-- begin Records to use --

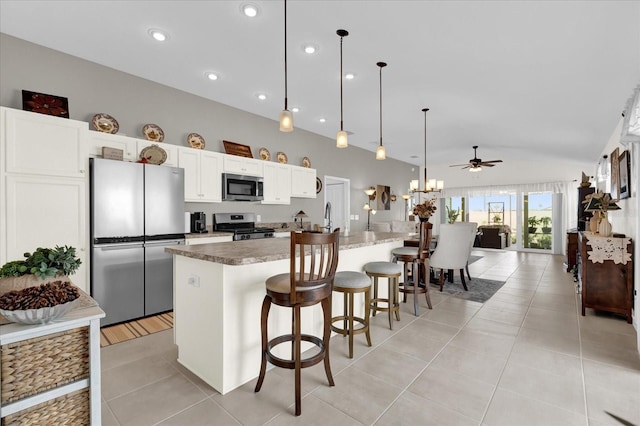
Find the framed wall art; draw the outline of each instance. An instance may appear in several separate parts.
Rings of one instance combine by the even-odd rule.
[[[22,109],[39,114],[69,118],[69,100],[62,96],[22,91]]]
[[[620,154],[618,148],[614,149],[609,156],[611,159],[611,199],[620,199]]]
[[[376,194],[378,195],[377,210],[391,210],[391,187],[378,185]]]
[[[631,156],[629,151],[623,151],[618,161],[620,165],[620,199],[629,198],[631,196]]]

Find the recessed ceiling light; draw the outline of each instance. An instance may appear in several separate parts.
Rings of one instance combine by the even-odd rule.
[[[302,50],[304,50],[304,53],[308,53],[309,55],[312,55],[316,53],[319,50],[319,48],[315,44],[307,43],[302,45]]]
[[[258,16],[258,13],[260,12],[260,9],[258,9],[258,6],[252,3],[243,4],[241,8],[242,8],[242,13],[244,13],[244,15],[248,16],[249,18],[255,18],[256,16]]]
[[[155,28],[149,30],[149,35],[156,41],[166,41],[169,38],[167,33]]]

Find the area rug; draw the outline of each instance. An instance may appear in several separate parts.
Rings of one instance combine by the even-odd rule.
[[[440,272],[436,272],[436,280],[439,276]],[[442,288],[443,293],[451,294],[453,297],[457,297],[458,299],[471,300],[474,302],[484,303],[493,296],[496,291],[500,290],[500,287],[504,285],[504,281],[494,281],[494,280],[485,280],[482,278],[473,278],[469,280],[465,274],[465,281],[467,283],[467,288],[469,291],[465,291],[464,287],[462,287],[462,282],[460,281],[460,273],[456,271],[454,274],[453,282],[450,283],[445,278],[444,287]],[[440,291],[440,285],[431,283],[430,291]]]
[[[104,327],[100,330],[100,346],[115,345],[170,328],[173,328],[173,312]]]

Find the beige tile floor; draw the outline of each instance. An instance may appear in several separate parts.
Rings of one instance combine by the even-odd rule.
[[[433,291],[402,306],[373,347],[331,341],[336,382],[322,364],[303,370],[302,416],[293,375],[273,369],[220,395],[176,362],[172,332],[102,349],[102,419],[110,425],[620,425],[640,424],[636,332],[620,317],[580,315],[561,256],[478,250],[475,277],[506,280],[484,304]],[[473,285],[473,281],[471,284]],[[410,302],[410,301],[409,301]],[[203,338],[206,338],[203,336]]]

-- end Records to use --

Stated goal:
Could you write out these rows again, replacing every "draw the outline" with "trace the outline", keeping everything else unchanged and omitting the pictures?

Output for this task:
Find the framed wall art; trace the outline of each instance. An instance may appear in several separate parts.
Rings of one instance combine by the even-odd rule.
[[[22,109],[39,114],[69,118],[69,100],[62,96],[22,91]]]
[[[620,154],[618,148],[614,149],[609,156],[611,159],[611,199],[620,199]]]
[[[376,194],[378,195],[377,210],[391,210],[391,187],[378,185]]]
[[[631,156],[629,151],[623,151],[618,161],[620,165],[620,199],[629,198],[631,196]]]

Find the recessed ceiling light; trace the outline of each instance. An instance may appear in several separate parts.
Rings of one instance combine by the even-odd rule.
[[[302,50],[304,50],[304,53],[308,53],[309,55],[312,55],[316,53],[319,50],[319,48],[315,44],[307,43],[302,45]]]
[[[258,16],[258,13],[260,12],[260,9],[258,9],[258,6],[252,3],[243,4],[241,8],[242,8],[242,13],[244,13],[244,15],[248,16],[249,18],[255,18],[256,16]]]
[[[155,28],[149,30],[149,35],[156,41],[166,41],[169,38],[167,33]]]

Find the area rug; trace the outline of each instance. An instance may appear in several separate parts.
Rings of one instance combine by the even-odd rule.
[[[440,272],[436,272],[436,280],[439,276]],[[442,288],[443,293],[451,294],[453,297],[457,297],[458,299],[471,300],[474,302],[484,303],[493,296],[496,291],[500,290],[500,287],[504,285],[504,281],[494,281],[494,280],[485,280],[482,278],[473,278],[469,280],[465,274],[465,281],[467,283],[467,288],[469,291],[465,291],[464,287],[462,287],[462,282],[460,281],[460,273],[456,271],[454,274],[453,282],[450,283],[445,278],[444,287]],[[440,291],[440,285],[431,283],[430,291]]]
[[[104,327],[100,330],[100,346],[115,345],[170,328],[173,328],[173,312]]]

Find the beige tile floor; trace the outline of each instance. An instance may appear in several separate parts.
Rings of one instance combine by the even-odd rule.
[[[433,291],[402,306],[373,347],[331,341],[336,382],[322,364],[303,370],[302,416],[293,375],[273,369],[220,395],[176,362],[172,332],[102,349],[102,419],[110,425],[620,425],[640,424],[636,332],[620,317],[580,315],[561,256],[478,250],[475,277],[506,280],[484,304]],[[473,285],[473,281],[471,284]],[[410,302],[410,301],[409,301]],[[203,338],[206,338],[203,336]]]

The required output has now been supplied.